* **SET TASK**
Can you output each of the records below word for word, with the pictures left out?

[Stored data]
◆ ◆ ◆ ◆ ◆

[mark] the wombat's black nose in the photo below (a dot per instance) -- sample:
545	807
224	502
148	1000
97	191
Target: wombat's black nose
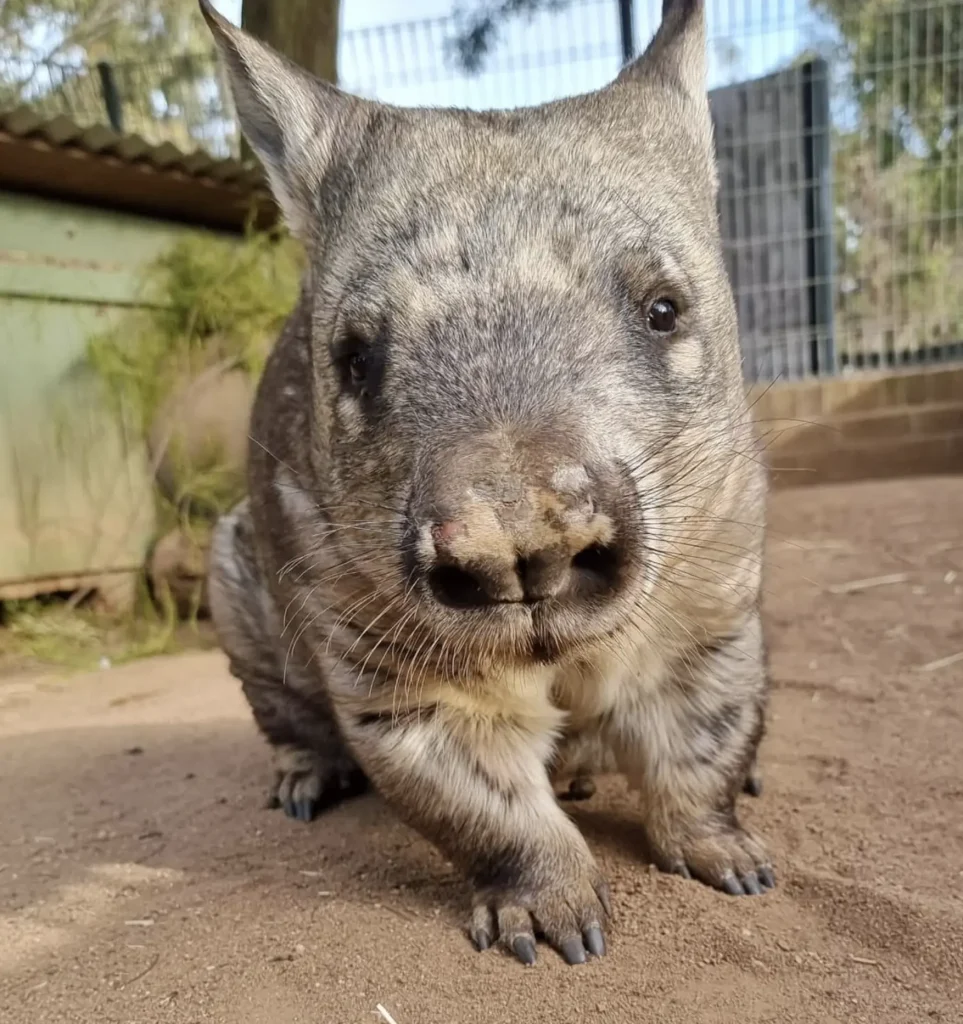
552	571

◆ ◆ ◆ ◆ ◆

* **COMPLETE RESPONSE**
[mark] the wombat's black nose in the photo below (a dot per instance) -- sample:
545	807
224	502
148	1000
97	191
Target: wombat's black nose
552	571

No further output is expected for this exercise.